* Consigne A *
Repérez chaque ligne des enregistrements qui contient le mot « baseball » et recopiez-la, en tenant compte de la casse.

--- Section du document ---

Charest condamné par le BIT
29 mars 2007
Le Bureau international du travail (BIT)
condamne sévèrement le décret gouvernemental qui a imposé les
conditions de travail à 500 000 travailleuses et travailleurs du
secteur public québécois. «Le BIT nous donne raison sur toute la
ligne», clament les leaders des trois plus grandes
organisations syndicales québécoises. Pour Henri Massé de la FTQ,
Claudette Carbonneau de la CSN et Réjean Parent de la CSQ, «il
s’agit d’une importante victoire qui pèse de tout son poids sur le
nouveau gouvernement minoritaire de Jean Charest. L’occasion lui
est offerte de rétablir une injustice et de poser un geste
d’écoute, d’ouverture et de bonne foi.»
Selon le BIT, le projet de loi 142 (devenu loi 43), adopté sous le
bâillon en décembre 2005, va à l’encontre des conventions
internationales du travail dont le Canada et, par conséquent, le
Québec sont signataires. Les plaignants, soit la CSN, la CSQ, la
FTQ, la CSD, la FIQ, le SFPQ, le SPGQ, le SPEQ et l’APEQ,
alléguaient que cette loi viole le droit international en portant
atteinte à la liberté d’association syndicale parce qu’elle a mis
fin de façon abrupte et sans raison valable à la négociation
collective et parce qu’elle prive les salarié-es d’un moyen
essentiel dont ils disposent pour promouvoir et défendre leurs
intérêts économiques et sociaux, à savoir le droit de grève. Or, il
est reconnu par l’Organisation internationale du travail (OIT) que
le droit à la négociation collective et le droit de grève
constituent des éléments fondamentaux de la liberté d’association
protégée par les conventions internationales.

---

* Consigne B *
Répondez, s'il vous plaît, à ces questions sur l'article consacré à la décision du BIT :
(i) Quelle date figure en tête de l'article ?
(ii) À combien de travailleuses et travailleurs du secteur public québécois le décret a-t-il imposé les conditions de travail ?
(iii) Quand le projet de loi 142 a-t-il été adopté sous le bâillon ?

--- Lignes ---

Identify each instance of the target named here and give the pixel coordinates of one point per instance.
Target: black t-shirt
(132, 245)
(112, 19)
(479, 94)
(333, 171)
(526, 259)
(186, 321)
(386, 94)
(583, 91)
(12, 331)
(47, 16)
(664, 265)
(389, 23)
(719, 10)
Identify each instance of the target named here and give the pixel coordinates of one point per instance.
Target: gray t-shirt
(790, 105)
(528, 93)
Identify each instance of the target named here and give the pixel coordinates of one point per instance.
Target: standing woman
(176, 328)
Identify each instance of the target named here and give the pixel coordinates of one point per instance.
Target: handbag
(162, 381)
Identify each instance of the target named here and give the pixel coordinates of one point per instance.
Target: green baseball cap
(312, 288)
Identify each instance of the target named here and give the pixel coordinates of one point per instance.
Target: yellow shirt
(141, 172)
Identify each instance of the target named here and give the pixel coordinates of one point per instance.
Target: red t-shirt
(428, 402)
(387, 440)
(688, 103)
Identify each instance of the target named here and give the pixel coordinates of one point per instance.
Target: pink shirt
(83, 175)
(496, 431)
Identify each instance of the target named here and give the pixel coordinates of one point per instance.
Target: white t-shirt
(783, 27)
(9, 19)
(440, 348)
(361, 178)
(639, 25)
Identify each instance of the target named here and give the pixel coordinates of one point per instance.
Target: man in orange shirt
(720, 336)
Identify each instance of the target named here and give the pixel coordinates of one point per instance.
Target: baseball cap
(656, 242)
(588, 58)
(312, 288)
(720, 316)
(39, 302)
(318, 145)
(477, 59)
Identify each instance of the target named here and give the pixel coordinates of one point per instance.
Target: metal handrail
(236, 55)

---

* Bonne réponse A *
Target: green baseball cap
Target: baseball cap

* Bonne réponse B *
(i) Le 29 mars 2007.
(ii) À 500 000 travailleuses et travailleurs.
(iii) En décembre 2005.